▶ Source extract
§ §

Dissecting dead animals back on trustees' plate

Vancouver Courier
Apr 13, 2005
By Naoibh O'Connor
Staff writer

Books, videotapes, models, films and computers may replace hands-on animal dissections for squeamish Vancouver students.

This Wednesday, members of Vancouver school district's education and student services committee will debate a draft policy requiring teachers to inform students of their right to opt out of animal dissections in class for religious or ethical reasons, as long as they complete a comparable activity such as a computer model of a dissection.

Lesley Fox, a 29-year-old East Side animal rights activist, raised the issue with the Vancouver School Board in January. Subsequent consultation with students, principals, teachers' associations and parents found support for implementing a student choice policy, although the Vancouver Secondary Teachers' Association has reservations.

Stuart Mackinnon, VSTA vice-president, said the policy is unnecessary because school regulations do not stop students from opting out now. He said he's never heard of anyone within the system complaining about class dissection.

Mackinnon suspects initiating a policy may force the board to spend money on computer software or other resources that would be used to complete a replacement assignment. He questions whether good dissection software exists.

"Certainly having computers in the lab is a really good idea, but this is mandating the board to do something to spend money. Is this where we want to spend the money right now? It might be," he said.

Regular dissections do cost money. Although which dissections are completed differs from school to school, in general students dissect cow eyes in Grade 8 and frogs, worms, crayfish, starfish, grasshoppers, flatworms and rats in Biology 11. Biology 12 students dissect fetal pigs. Most of the specimens come from south of the border.

§ §

[Stored items]
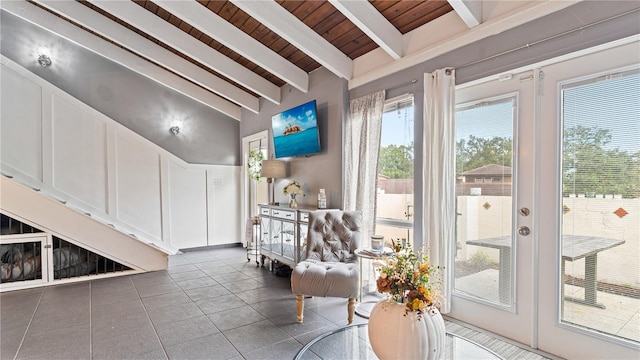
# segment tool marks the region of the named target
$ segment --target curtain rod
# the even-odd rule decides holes
[[[534,45],[538,45],[538,44],[540,44],[540,43],[543,43],[543,42],[545,42],[545,41],[553,40],[553,39],[555,39],[555,38],[558,38],[558,37],[561,37],[561,36],[564,36],[564,35],[568,35],[568,34],[574,33],[574,32],[576,32],[576,31],[582,31],[582,30],[588,29],[588,28],[590,28],[590,27],[592,27],[592,26],[595,26],[595,25],[598,25],[598,24],[601,24],[601,23],[607,22],[607,21],[609,21],[609,20],[613,20],[613,19],[619,18],[619,17],[621,17],[621,16],[625,16],[625,15],[631,14],[631,13],[636,12],[636,11],[638,11],[638,10],[640,10],[640,9],[637,9],[637,8],[636,8],[636,9],[633,9],[633,10],[626,11],[626,12],[624,12],[624,13],[622,13],[622,14],[618,14],[618,15],[614,15],[614,16],[608,17],[608,18],[606,18],[606,19],[598,20],[598,21],[596,21],[596,22],[594,22],[594,23],[591,23],[591,24],[587,24],[587,25],[580,26],[580,27],[575,28],[575,29],[572,29],[572,30],[567,30],[567,31],[561,32],[561,33],[559,33],[559,34],[555,34],[555,35],[547,36],[547,37],[546,37],[546,38],[544,38],[544,39],[536,40],[536,41],[531,42],[531,43],[526,43],[526,44],[524,44],[524,45],[520,45],[520,46],[515,47],[515,48],[513,48],[513,49],[509,49],[509,50],[503,51],[503,52],[501,52],[501,53],[498,53],[498,54],[495,54],[495,55],[491,55],[491,56],[487,56],[487,57],[485,57],[485,58],[482,58],[482,59],[479,59],[479,60],[476,60],[476,61],[472,61],[472,62],[467,63],[467,64],[464,64],[464,65],[458,66],[458,67],[457,67],[457,69],[464,68],[464,67],[471,66],[471,65],[475,65],[475,64],[478,64],[478,63],[481,63],[481,62],[487,61],[487,60],[495,59],[495,58],[497,58],[497,57],[500,57],[500,56],[503,56],[503,55],[506,55],[506,54],[509,54],[509,53],[512,53],[512,52],[515,52],[515,51],[518,51],[518,50],[526,49],[526,48],[529,48],[529,47],[531,47],[531,46],[534,46]]]
[[[417,81],[418,81],[418,80],[413,79],[413,80],[411,80],[411,81],[407,81],[406,83],[402,83],[402,84],[399,84],[399,85],[392,86],[392,87],[390,87],[390,88],[386,88],[385,90],[386,90],[386,91],[394,90],[394,89],[397,89],[397,88],[401,88],[401,87],[403,87],[403,86],[407,86],[407,85],[410,85],[410,84],[415,84]]]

§ §

▶ Set of tasks
1. According to the article on classroom dissections, who raised the issue with the Vancouver School Board in January?
2. Continue the article on classroom dissections from its final paragraph.

▶ List of answers
1. Lesley Fox, a 29-year-old East Side animal rights activist.

2.
Frogs, priced at roughly $5 each, and insects are bought from collectors in the U.S. and sometimes from Mexico. Typically, one frog is used by two students.

Fetal pigs, which cost between $16 and $25 and are used by three students, are purchased from American slaughterhouses. When a sow is sold to a slaughterhouse and is found pregnant, the fetus is removed for scientific use.

Cows' eyeballs are also obtained from slaughterhouses, but there is a ban on importing these from the U.S. so they're usually purchased in Canada. A pail of 100 is $257. Vacuum packs of 10 are $23, but they only last a year, while the pail lasts much longer.

Rats are purchased from stocks bred for scientific use.

On Monday, Green Party trustee Andrea Reimer was leaning toward the policy, although she hadn't yet read the recommendation in detail.

"It's probably not a big issue, but for those who it is a big issue for, it's probably the difference between a positive and a negative school experience," she said, noting she's received a number of emails from students who back the proposed policy.